--- Start of PROVIDED MATERIAL ---
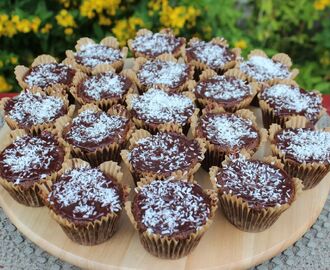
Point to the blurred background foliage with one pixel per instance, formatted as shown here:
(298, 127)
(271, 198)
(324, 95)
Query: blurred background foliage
(300, 28)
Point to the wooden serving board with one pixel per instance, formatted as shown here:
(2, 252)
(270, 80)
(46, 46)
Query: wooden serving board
(222, 247)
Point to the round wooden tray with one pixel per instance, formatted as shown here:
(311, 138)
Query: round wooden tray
(222, 247)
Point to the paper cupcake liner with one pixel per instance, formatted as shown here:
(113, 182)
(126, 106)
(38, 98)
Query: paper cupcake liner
(241, 215)
(28, 193)
(89, 232)
(150, 175)
(168, 247)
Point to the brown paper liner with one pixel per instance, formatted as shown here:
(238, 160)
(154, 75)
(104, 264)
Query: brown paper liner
(168, 247)
(149, 176)
(38, 128)
(110, 42)
(311, 174)
(165, 58)
(241, 215)
(89, 232)
(28, 193)
(103, 153)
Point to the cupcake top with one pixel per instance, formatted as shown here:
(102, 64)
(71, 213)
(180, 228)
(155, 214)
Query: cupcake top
(104, 85)
(31, 158)
(211, 54)
(170, 207)
(165, 73)
(158, 106)
(29, 109)
(49, 74)
(90, 130)
(258, 183)
(264, 69)
(223, 89)
(304, 145)
(228, 131)
(85, 194)
(165, 153)
(91, 55)
(288, 99)
(153, 45)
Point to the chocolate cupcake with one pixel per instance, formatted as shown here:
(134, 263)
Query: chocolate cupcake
(227, 133)
(97, 136)
(104, 87)
(150, 45)
(157, 110)
(253, 193)
(163, 155)
(305, 152)
(231, 91)
(164, 71)
(86, 202)
(46, 74)
(34, 111)
(281, 101)
(28, 161)
(214, 54)
(171, 216)
(89, 54)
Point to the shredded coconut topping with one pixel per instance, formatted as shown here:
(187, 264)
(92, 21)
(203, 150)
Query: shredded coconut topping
(290, 99)
(159, 106)
(157, 72)
(211, 54)
(305, 145)
(31, 109)
(264, 69)
(229, 130)
(156, 44)
(222, 88)
(85, 193)
(170, 207)
(92, 55)
(260, 184)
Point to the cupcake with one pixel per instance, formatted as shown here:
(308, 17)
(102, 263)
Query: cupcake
(96, 136)
(214, 54)
(103, 88)
(171, 216)
(253, 193)
(86, 202)
(227, 133)
(150, 45)
(46, 74)
(231, 91)
(34, 111)
(305, 152)
(157, 110)
(164, 71)
(89, 54)
(28, 161)
(163, 155)
(281, 101)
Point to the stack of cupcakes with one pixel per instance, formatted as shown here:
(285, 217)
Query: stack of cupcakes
(177, 108)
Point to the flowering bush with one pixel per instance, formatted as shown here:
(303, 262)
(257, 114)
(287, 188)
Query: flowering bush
(300, 28)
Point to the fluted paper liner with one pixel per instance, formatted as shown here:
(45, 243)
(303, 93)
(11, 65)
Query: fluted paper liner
(38, 128)
(138, 63)
(168, 247)
(312, 173)
(151, 175)
(110, 42)
(28, 194)
(244, 217)
(102, 153)
(89, 232)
--- End of PROVIDED MATERIAL ---
## SET PROBLEM
Copy out all of the material above line for line, changing nothing, and omit the pictures.

## TASK OUTPUT
Point to the blurred background foliage with one pixel per instance, formatted as shown here:
(298, 127)
(271, 198)
(324, 95)
Query: blurred background foliage
(300, 28)
Point to the wooden serving board with one pixel per instance, formatted as shown here:
(2, 252)
(270, 80)
(46, 46)
Query: wooden serving board
(222, 247)
Point to the round wooden tray with one pixel per instance, formatted as shown here:
(311, 138)
Query: round wooden tray
(222, 247)
Point to the paper cupcake liner with one pixel per instance, formatted as shown here:
(113, 182)
(126, 106)
(38, 98)
Query: paper cupcake liner
(241, 215)
(28, 193)
(89, 232)
(150, 175)
(168, 247)
Point to the brown paper liner with one pixel per instance, formatted as shown here:
(238, 160)
(154, 75)
(104, 264)
Query: brown paper liner
(168, 247)
(149, 176)
(38, 128)
(110, 42)
(311, 174)
(165, 58)
(241, 215)
(89, 232)
(28, 193)
(103, 153)
Point to the cupcake top with one pixel per instance, formatted as shown here:
(102, 64)
(71, 213)
(180, 228)
(155, 214)
Query: cupcake top
(104, 85)
(31, 158)
(211, 54)
(170, 207)
(165, 73)
(158, 106)
(29, 109)
(49, 74)
(90, 130)
(258, 183)
(264, 69)
(223, 89)
(304, 145)
(228, 131)
(85, 194)
(165, 153)
(91, 55)
(288, 99)
(153, 45)
Point to the chocolate cupcake with one pixel per instance, formatted as shown here:
(134, 263)
Query: chocolate cupcake
(227, 133)
(97, 136)
(104, 87)
(150, 45)
(157, 110)
(253, 193)
(163, 155)
(305, 152)
(231, 91)
(164, 71)
(86, 202)
(46, 74)
(34, 111)
(281, 101)
(28, 161)
(214, 54)
(171, 216)
(89, 54)
Point to the shredded coconut topping with one pixel per instance, formatted as shown here:
(187, 264)
(92, 21)
(203, 150)
Query: shredded coconut topping
(290, 99)
(159, 106)
(157, 72)
(211, 54)
(305, 145)
(31, 109)
(264, 69)
(229, 130)
(156, 44)
(222, 88)
(85, 193)
(170, 207)
(92, 55)
(260, 184)
Point to the cupcake with one pixel per instance, formatted as shown here:
(308, 17)
(102, 263)
Query: cupcake
(96, 136)
(214, 54)
(103, 88)
(171, 216)
(253, 193)
(86, 202)
(227, 133)
(150, 45)
(46, 74)
(231, 91)
(34, 111)
(305, 152)
(157, 110)
(164, 71)
(89, 54)
(28, 161)
(163, 155)
(281, 101)
Point to the stack of cupcakes with one pixel per instance, formatted as shown here:
(285, 217)
Query: stack of cupcakes
(177, 108)
Point to the flowering bush with one pixel per instance, formatted as shown here:
(303, 262)
(257, 114)
(287, 188)
Query: flowering bush
(300, 28)
Point to the fluted paper liner with one pixel per instance, formatted as shown here:
(45, 243)
(303, 93)
(11, 65)
Query: fluted paper liner
(38, 128)
(138, 63)
(168, 247)
(312, 173)
(151, 175)
(110, 42)
(28, 194)
(244, 217)
(102, 153)
(89, 232)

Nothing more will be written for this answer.